Short task = Transcribe all of the data below verbatim, line for line, and omit the images from your transcription.

Given data =
====================

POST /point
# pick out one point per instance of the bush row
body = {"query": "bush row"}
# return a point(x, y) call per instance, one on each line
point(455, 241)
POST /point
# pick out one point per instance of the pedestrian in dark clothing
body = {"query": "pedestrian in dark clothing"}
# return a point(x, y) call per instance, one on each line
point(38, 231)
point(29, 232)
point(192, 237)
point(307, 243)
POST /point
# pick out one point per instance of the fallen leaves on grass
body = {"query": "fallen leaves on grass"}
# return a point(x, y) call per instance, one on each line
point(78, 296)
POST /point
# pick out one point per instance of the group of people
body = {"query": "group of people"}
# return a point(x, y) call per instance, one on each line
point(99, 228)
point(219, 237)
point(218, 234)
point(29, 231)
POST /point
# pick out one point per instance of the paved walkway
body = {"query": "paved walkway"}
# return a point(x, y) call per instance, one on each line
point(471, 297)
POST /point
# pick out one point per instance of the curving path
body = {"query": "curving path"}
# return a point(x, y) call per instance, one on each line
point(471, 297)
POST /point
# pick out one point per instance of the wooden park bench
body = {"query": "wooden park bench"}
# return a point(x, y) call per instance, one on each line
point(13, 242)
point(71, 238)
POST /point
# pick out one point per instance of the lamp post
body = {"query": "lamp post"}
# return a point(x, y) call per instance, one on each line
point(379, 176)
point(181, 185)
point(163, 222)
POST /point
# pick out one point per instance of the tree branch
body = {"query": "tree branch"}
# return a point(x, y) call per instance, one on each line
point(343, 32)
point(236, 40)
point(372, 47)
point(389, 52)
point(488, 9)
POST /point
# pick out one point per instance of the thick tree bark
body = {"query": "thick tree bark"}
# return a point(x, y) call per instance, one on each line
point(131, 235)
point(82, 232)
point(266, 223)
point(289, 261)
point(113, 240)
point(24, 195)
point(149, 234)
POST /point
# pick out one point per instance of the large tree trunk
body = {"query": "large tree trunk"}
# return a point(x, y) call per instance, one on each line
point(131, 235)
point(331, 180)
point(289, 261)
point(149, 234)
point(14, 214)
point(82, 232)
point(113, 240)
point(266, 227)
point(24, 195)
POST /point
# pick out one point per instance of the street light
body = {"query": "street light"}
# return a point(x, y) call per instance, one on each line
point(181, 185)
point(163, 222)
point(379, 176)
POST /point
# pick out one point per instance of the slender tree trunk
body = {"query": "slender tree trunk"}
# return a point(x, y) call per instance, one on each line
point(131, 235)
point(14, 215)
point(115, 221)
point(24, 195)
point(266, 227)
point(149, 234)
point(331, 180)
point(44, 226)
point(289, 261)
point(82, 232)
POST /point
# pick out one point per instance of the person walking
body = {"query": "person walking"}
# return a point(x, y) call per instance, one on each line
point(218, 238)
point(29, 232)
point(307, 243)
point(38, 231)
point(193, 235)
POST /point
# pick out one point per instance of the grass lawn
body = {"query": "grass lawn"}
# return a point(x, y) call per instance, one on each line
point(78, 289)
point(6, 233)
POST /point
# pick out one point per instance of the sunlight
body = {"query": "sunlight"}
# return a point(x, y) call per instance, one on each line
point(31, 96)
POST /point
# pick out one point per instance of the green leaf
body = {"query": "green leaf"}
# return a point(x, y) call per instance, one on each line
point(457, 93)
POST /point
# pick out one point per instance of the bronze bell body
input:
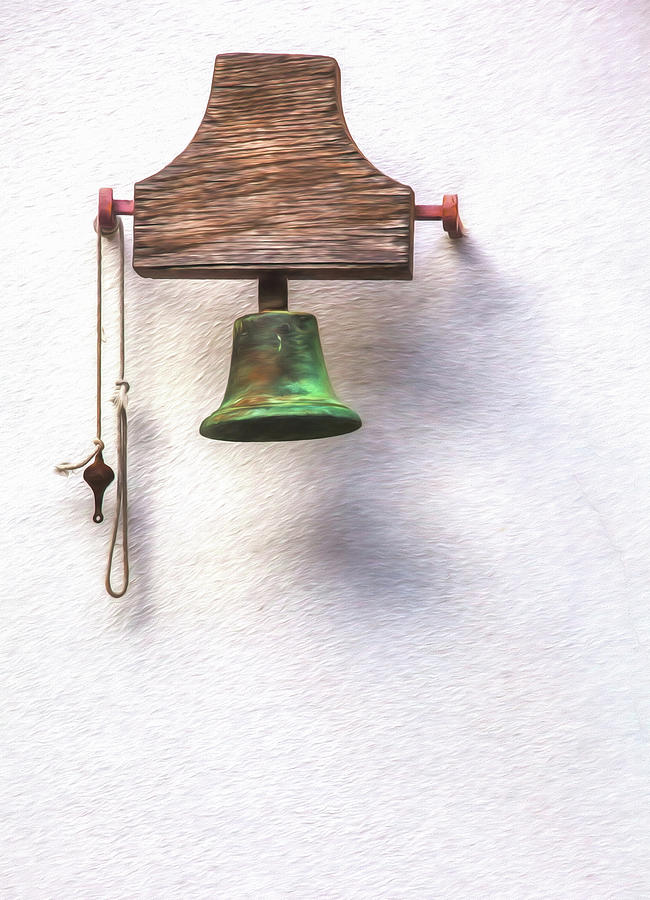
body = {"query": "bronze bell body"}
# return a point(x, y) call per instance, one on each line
point(278, 388)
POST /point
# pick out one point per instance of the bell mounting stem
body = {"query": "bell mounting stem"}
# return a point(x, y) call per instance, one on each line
point(272, 291)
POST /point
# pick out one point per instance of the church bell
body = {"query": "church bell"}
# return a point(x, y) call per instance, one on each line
point(278, 388)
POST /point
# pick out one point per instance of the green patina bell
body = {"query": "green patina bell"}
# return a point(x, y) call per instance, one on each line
point(278, 388)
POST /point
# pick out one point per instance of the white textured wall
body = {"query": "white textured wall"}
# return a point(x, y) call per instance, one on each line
point(411, 662)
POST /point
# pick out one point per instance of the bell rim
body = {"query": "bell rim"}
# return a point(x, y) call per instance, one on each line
point(286, 422)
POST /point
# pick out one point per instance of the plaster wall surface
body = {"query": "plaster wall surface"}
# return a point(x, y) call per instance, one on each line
point(411, 662)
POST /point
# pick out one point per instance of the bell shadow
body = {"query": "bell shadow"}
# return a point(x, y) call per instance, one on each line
point(420, 379)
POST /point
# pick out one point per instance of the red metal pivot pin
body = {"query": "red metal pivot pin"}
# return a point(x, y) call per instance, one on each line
point(447, 213)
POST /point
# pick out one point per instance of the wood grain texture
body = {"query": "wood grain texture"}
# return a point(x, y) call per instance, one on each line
point(272, 181)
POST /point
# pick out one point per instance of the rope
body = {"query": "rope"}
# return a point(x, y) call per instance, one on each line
point(120, 401)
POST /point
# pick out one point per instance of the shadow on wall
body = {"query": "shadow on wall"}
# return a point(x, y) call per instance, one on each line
point(438, 380)
point(435, 367)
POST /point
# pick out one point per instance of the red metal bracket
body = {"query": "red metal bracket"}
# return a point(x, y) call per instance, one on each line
point(447, 213)
point(109, 208)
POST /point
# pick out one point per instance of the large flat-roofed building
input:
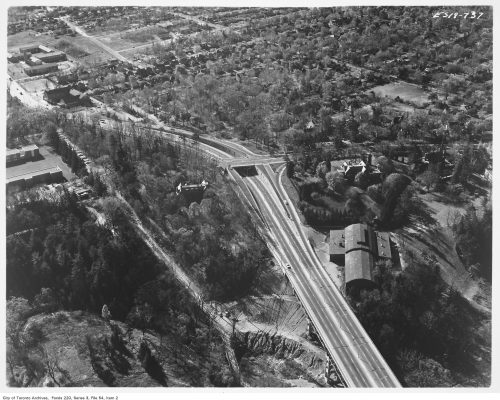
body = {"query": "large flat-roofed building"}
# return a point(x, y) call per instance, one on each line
point(358, 247)
point(41, 69)
point(25, 181)
point(66, 97)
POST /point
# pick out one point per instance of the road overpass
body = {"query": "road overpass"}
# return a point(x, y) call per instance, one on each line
point(344, 338)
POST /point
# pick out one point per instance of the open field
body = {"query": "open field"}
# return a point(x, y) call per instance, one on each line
point(16, 71)
point(76, 47)
point(50, 159)
point(25, 38)
point(406, 92)
point(38, 85)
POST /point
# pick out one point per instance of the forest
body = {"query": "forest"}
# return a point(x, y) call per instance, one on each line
point(58, 258)
point(211, 235)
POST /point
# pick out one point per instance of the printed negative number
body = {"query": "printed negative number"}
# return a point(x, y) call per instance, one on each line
point(471, 15)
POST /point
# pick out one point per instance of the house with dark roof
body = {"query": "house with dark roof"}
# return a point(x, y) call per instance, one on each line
point(358, 247)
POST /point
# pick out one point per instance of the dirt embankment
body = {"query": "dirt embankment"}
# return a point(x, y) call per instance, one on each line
point(82, 349)
point(270, 360)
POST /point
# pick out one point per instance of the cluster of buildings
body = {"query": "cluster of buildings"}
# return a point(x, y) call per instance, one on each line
point(358, 247)
point(351, 168)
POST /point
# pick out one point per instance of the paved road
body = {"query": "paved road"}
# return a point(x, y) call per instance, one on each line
point(345, 339)
point(94, 40)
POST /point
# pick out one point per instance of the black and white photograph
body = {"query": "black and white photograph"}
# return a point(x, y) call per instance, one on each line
point(240, 196)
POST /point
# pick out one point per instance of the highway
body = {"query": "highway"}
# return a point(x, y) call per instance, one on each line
point(96, 41)
point(345, 340)
point(343, 336)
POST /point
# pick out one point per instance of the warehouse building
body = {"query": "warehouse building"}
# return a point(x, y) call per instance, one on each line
point(358, 247)
point(25, 181)
point(66, 97)
point(41, 69)
point(19, 156)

====================

Exercise answer =
POST /point
# pick out one point per instance of the bush row
body = {"query": "bush row"}
# return a point(x, y) call per instance, one on each line
point(455, 241)
POST /point
# pick out one point per instance of the pedestrian in dark clothing
body = {"query": "pedestrian in dark clothing"}
# return a point(x, y) call per instance, one on each line
point(38, 231)
point(29, 232)
point(192, 237)
point(307, 243)
POST /point
# pick out one point per instance of the fallen leaves on grass
body = {"query": "fallen leaves on grass"}
# return a point(x, y) call per instance, one on each line
point(78, 296)
POST /point
# pick out one point per instance of the group of people
body = {"query": "group of people"}
# return a point(x, y) call per instance, one on each line
point(99, 228)
point(219, 237)
point(218, 234)
point(29, 231)
POST /point
# pick out one point per instance of the paved walkway
body = {"query": "paved walkway"}
# return a point(x, y) call per instance, one on each line
point(471, 297)
POST /point
# pick out one point per instance of the curving path
body = {"query": "curving path"}
# return a point(x, y) call per instance, one on each line
point(471, 297)
POST /point
# pick out one point per instance of the wooden park bench
body = {"query": "wooden park bench"}
# return a point(x, y) call per instance, one on each line
point(13, 242)
point(71, 238)
POST /point
# pick out one point per instance of the lamp post
body = {"query": "lamp post"}
# return a point(x, y) call per instance, one on each line
point(379, 176)
point(181, 185)
point(163, 222)
POST /point
# pick out one point per instance of the tree branch
body = {"query": "tree branch"}
# return a point(x, y) call per instance, one on each line
point(343, 32)
point(236, 40)
point(372, 47)
point(389, 52)
point(488, 9)
POST /point
# pick out one point per instance of the thick tree bark
body = {"query": "thick tree bark"}
# return a point(x, y) call per instance, one on each line
point(131, 235)
point(82, 232)
point(266, 223)
point(289, 261)
point(113, 240)
point(24, 195)
point(149, 234)
POST /point
# pick out one point per instance of the large tree trunk
body = {"query": "large tree trunk"}
# return a point(x, y) call per instance, one on each line
point(131, 235)
point(331, 180)
point(289, 261)
point(149, 234)
point(14, 214)
point(82, 232)
point(113, 240)
point(266, 227)
point(24, 195)
POST /point
# pick out one point per instance of the street light
body = {"query": "street light"}
# return a point(x, y) call per instance, one on each line
point(181, 185)
point(163, 222)
point(379, 176)
POST /point
# pick out one point per instance of the slender tree trunk
body = {"query": "slender tree trunk"}
# return a point(x, y) call per instance, one on each line
point(131, 235)
point(14, 215)
point(115, 221)
point(24, 195)
point(266, 227)
point(149, 234)
point(331, 180)
point(44, 226)
point(289, 261)
point(82, 232)
POST /point
# pick out one point per instance of the person walking
body = {"query": "person walking"}
# return a point(x, y) call per instance, one on each line
point(218, 238)
point(29, 232)
point(307, 243)
point(38, 231)
point(193, 235)
POST /point
# pick out one point per instance of the grass lawn
body = {"query": "grass lawn"}
# return a point(x, y) call per instance, one on each line
point(78, 289)
point(6, 233)
POST /point
# pick out one point per instance of the sunlight
body = {"query": "sunlight"}
# return a point(x, y) call per instance, one on each line
point(31, 96)
POST /point
# pick out one point per instance of the green leaf
body = {"query": "green leaf"}
# return a point(x, y) call per instance, one on each line
point(457, 93)
POST /point
# pick out one point per instance of the bronze bell body
input:
body = {"query": "bronze bell body"}
# return a point(x, y) call per instance, one on each line
point(278, 388)
POST /point
# pick out one point per instance of the bell mounting stem
body = {"query": "bell mounting stem"}
# return a point(x, y) call per instance, one on each line
point(272, 291)
POST /point
# pick out one point per instance of the church bell
body = {"query": "church bell"}
# return a point(x, y) call per instance, one on each line
point(278, 388)
POST /point
# pick out one point per instance of the green patina bell
body = {"query": "green patina bell"}
# return a point(x, y) call per instance, one on each line
point(278, 388)
POST /point
# pick out one point per instance of the white textured wall
body = {"query": "white textured wall"}
# return a point(x, y) call per instance, one on each line
point(411, 662)
POST /point
# pick out one point per instance of the bell rim
body = {"query": "bell rim"}
# return a point(x, y) call per instance, one on each line
point(286, 422)
POST /point
# pick out one point per instance of the plaster wall surface
body = {"query": "plaster wall surface"}
# return a point(x, y) call per instance, one on each line
point(411, 662)
POST /point
# pick out one point per instance of the bell shadow
body = {"query": "bell shadow"}
# return a point(x, y) call per instance, one on each line
point(420, 379)
POST /point
# pick out one point per instance of the red metal pivot pin
body = {"query": "red metal pivot pin"}
# return a point(x, y) call per instance, one on each line
point(447, 213)
POST /point
# pick out one point per instance of the wood grain texture
body = {"query": "wood grain texture"}
# return a point(x, y) call per instance, one on each line
point(272, 181)
POST /point
# pick out one point per instance of the rope
body = {"query": "rope"}
# return a point(x, y) call per instance, one on each line
point(120, 401)
POST /point
# pick out one point per instance of the shadow on wall
body = {"query": "shadow on wall"}
# return a point(x, y) call per instance, one on each line
point(438, 380)
point(435, 367)
POST /point
# pick out one point per instance of the red metal bracket
body = {"query": "red metal bracket"}
# return a point(x, y) call per instance, one on each line
point(447, 213)
point(109, 208)
POST /point
# pick out one point per instance of the large flat-roofed building
input:
body = {"query": "large flat-roofed building"}
# return a point(x, y) call per instance, one on each line
point(358, 247)
point(41, 69)
point(25, 181)
point(66, 97)
POST /point
# pick out one point per instance of the road overpass
body = {"query": "road overpass"}
# return a point(x, y) call per instance, one on each line
point(344, 338)
POST /point
# pick out one point per instance of the open field
body = {"query": "open field"}
# return a point(x, y) call per instance, one on each line
point(16, 71)
point(76, 47)
point(50, 159)
point(25, 38)
point(406, 92)
point(38, 85)
POST /point
# pick out one point per instance of the forest
body = {"query": "forest"}
# return a point(x, y) call per instance, one on each line
point(58, 258)
point(211, 235)
POST /point
# pick out one point per instance of the printed negative number
body = {"query": "printed negative number"}
# return a point(x, y) call per instance, one on each line
point(471, 15)
POST /point
# pick out one point per instance of the house with dark roof
body = {"query": "house with dark roof"}
# return a point(x, y) call per instance, one on each line
point(358, 247)
POST /point
# pick out one point per instance of the dirt embankment
body = {"query": "dirt embankment"}
# return a point(x, y) call per instance, one on each line
point(82, 349)
point(270, 360)
POST /point
# pick out one point per instance of the cluster of buildings
body = {"query": "cluster of buildings"}
# return a point(x, y) call per instance, one on each line
point(358, 247)
point(351, 168)
POST /point
# pick out one point per instance of the paved road
body = {"query": "paved road"}
# return a point(x, y) call per instance, one on each line
point(345, 339)
point(94, 40)
POST /point
# pick out one point per instance of the black and white photograph
body = {"query": "black and white photograph"}
# return a point(x, y) call per instance, one on each line
point(240, 196)
POST /point
# pick out one point per instance of the highway
body = {"query": "highway"}
# return a point(x, y) call per instance, one on each line
point(96, 41)
point(345, 340)
point(343, 336)
POST /point
# pick out one point per instance of the warehouse building
body = {"query": "warehouse building"}
# return a point(x, y) call per instance, one on each line
point(358, 247)
point(25, 181)
point(66, 97)
point(41, 69)
point(19, 156)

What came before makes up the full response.